_TASK OBJECTIVE_
Go through the records below and write each one out again unchanged.

(Source records)
#####

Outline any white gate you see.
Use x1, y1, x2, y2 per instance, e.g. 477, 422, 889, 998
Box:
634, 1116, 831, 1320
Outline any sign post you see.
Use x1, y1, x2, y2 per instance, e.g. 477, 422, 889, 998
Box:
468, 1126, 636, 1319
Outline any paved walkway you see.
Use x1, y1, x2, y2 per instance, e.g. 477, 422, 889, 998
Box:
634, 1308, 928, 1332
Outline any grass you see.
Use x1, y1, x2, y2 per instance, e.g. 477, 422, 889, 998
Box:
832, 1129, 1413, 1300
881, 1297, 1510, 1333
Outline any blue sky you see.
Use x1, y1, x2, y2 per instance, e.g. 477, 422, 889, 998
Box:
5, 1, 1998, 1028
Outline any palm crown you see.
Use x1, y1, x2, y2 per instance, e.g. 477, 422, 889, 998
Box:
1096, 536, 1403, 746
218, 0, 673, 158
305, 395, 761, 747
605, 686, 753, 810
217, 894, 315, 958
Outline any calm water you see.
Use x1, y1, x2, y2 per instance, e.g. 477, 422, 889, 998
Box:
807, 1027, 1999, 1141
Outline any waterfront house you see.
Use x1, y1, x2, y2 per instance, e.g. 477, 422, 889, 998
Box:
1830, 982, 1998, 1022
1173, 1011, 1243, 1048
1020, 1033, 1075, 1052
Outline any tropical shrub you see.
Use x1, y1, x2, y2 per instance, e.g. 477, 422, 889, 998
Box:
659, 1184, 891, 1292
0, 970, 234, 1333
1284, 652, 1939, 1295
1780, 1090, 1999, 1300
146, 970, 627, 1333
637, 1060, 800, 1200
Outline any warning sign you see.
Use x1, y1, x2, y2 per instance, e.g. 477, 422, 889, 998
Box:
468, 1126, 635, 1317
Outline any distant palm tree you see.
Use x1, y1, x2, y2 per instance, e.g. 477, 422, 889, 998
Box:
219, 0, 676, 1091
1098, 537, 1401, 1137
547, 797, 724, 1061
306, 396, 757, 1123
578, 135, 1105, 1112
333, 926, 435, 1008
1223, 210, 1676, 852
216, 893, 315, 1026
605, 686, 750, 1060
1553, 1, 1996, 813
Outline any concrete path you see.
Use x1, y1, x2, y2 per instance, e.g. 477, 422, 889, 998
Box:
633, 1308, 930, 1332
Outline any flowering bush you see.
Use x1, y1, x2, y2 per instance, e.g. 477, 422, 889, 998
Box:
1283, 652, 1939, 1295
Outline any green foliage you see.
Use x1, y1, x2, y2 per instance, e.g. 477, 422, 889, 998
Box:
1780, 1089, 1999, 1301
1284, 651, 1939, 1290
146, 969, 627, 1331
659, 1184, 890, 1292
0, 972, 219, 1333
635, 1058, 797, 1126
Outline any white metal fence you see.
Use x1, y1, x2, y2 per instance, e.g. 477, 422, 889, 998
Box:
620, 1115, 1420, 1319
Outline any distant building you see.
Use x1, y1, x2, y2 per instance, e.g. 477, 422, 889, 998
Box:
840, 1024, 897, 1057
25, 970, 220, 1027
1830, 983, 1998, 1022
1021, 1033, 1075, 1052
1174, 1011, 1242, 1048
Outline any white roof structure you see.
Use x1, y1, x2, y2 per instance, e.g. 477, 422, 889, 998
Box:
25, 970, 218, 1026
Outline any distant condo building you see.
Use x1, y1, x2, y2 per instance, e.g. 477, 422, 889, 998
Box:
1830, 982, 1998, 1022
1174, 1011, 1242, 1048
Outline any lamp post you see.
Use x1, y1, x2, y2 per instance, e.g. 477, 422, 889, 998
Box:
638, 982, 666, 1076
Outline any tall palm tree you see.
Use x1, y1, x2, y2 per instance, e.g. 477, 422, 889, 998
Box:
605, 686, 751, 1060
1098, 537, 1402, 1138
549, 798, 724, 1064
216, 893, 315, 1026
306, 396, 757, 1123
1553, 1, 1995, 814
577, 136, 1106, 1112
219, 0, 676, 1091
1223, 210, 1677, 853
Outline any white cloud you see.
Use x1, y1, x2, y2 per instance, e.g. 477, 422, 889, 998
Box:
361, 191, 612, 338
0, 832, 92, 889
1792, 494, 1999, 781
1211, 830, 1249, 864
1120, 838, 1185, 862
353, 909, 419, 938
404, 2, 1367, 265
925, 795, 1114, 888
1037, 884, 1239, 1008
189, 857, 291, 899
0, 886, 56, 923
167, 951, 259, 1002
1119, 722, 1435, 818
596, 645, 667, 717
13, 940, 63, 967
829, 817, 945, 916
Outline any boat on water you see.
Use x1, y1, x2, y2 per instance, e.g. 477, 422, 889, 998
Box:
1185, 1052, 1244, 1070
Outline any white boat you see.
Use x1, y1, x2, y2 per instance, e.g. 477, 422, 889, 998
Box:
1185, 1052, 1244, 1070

#####

_THE ANSWER_
Outline any white gate you see.
Use x1, y1, x2, y2 per instance, e.g. 477, 422, 889, 998
Box:
634, 1116, 831, 1320
Outline any sign post you see.
Use x1, y1, x2, y2 per instance, e.g. 477, 422, 889, 998
Box:
468, 1126, 636, 1319
Outline any paved walkway you see.
Use x1, y1, x2, y2 per instance, e.g. 477, 422, 889, 998
Box:
634, 1308, 928, 1332
Outline any grass you see.
Use x1, y1, x2, y2 per instance, e.g. 477, 422, 889, 998
Box:
832, 1129, 1413, 1300
881, 1297, 1510, 1333
Outline any blue sky you see.
Use x1, y1, x2, y2 per instance, e.g. 477, 422, 889, 998
Box:
5, 1, 1998, 1028
Outline any palm crown you see.
Use x1, y1, x2, y2 per instance, e.g. 477, 422, 889, 998
Box:
1096, 536, 1403, 746
218, 0, 673, 158
305, 395, 761, 747
605, 686, 753, 810
217, 894, 315, 958
Outline any calm water you see.
Use x1, y1, x2, y2 per instance, e.g. 477, 422, 889, 998
Box:
807, 1027, 1999, 1141
Outline any waterfront house you see.
Use x1, y1, x2, y2 per instance, e.g. 477, 422, 889, 998
Box:
1830, 982, 1998, 1022
1173, 1011, 1243, 1048
1020, 1033, 1075, 1052
Outline any tropical shrub you see.
Use x1, y1, x2, y2 per instance, e.g. 477, 422, 889, 998
Box:
659, 1184, 891, 1292
0, 970, 234, 1333
1284, 652, 1939, 1295
1780, 1090, 1999, 1300
146, 970, 627, 1333
637, 1060, 800, 1200
Outline any warning sign you see.
Use x1, y1, x2, y2 per instance, e.g. 477, 422, 889, 998
Box:
468, 1126, 635, 1317
Outline any distant palm tree you see.
Use x1, y1, x2, y2 per instance, e.g. 477, 422, 889, 998
Box:
219, 0, 676, 1091
1098, 537, 1401, 1137
547, 797, 724, 1061
306, 396, 757, 1123
578, 135, 1105, 1112
333, 926, 435, 1008
1223, 210, 1676, 852
216, 893, 315, 1026
605, 686, 750, 1060
1553, 1, 1996, 813
Outline any concrete path you see.
Use x1, y1, x2, y2 per instance, e.g. 477, 422, 889, 998
Box:
633, 1308, 930, 1332
Outline any flowering bush you see.
Use x1, y1, x2, y2 per instance, e.g. 477, 422, 889, 998
Box:
1283, 652, 1939, 1295
Outline any green foliage you see.
Use x1, y1, x2, y2 per instance, e.g. 477, 422, 889, 998
Box:
1780, 1089, 1999, 1301
1284, 651, 1939, 1290
146, 969, 627, 1331
659, 1184, 890, 1292
0, 972, 219, 1333
635, 1058, 797, 1126
Outline any white metal fence you see.
Use x1, y1, x2, y2 per instance, e.g. 477, 422, 889, 998
Box:
620, 1115, 1420, 1319
Outline any distant building you see.
Use x1, y1, x2, y2 per instance, e.g. 477, 422, 889, 998
Box:
840, 1024, 897, 1057
25, 970, 220, 1027
1830, 983, 1998, 1022
1021, 1033, 1075, 1052
1174, 1011, 1242, 1048
Outline any white roof structure you see.
Use x1, y1, x2, y2 per instance, e.g. 477, 422, 889, 998
Box:
25, 970, 218, 1026
Outline any distant condo building you see.
Use x1, y1, x2, y2 per instance, e.g. 477, 422, 889, 998
Box:
1830, 982, 1998, 1022
1174, 1011, 1242, 1048
Outline any lamp post you see.
Use x1, y1, x2, y2 per instance, e.g. 477, 422, 889, 998
Box:
638, 982, 666, 1076
Outline any tall palm tree you see.
Use x1, y1, x2, y2 per instance, e.g. 477, 422, 889, 998
Box:
605, 686, 751, 1060
1098, 537, 1402, 1138
549, 798, 724, 1064
216, 893, 315, 1026
306, 396, 757, 1123
1553, 1, 1995, 814
577, 136, 1106, 1112
219, 0, 676, 1091
1223, 210, 1677, 853
Outline any white cloud you see.
Use x1, y1, x2, y2 per instance, e.g. 477, 422, 889, 998
Box:
361, 191, 612, 338
0, 832, 92, 889
1792, 494, 1999, 781
1211, 830, 1249, 864
1120, 838, 1185, 862
353, 909, 419, 938
404, 2, 1367, 265
925, 795, 1114, 888
1037, 884, 1239, 1008
189, 857, 291, 899
0, 886, 56, 923
167, 951, 259, 1002
1119, 722, 1435, 818
596, 645, 667, 717
13, 940, 63, 967
829, 817, 945, 916
Outline any boat on water you see.
Use x1, y1, x2, y2 per instance, e.g. 477, 422, 889, 998
Box:
1185, 1052, 1244, 1070
Outline any white boat you see.
Use x1, y1, x2, y2 per instance, e.g. 477, 422, 889, 998
Box:
1185, 1052, 1244, 1070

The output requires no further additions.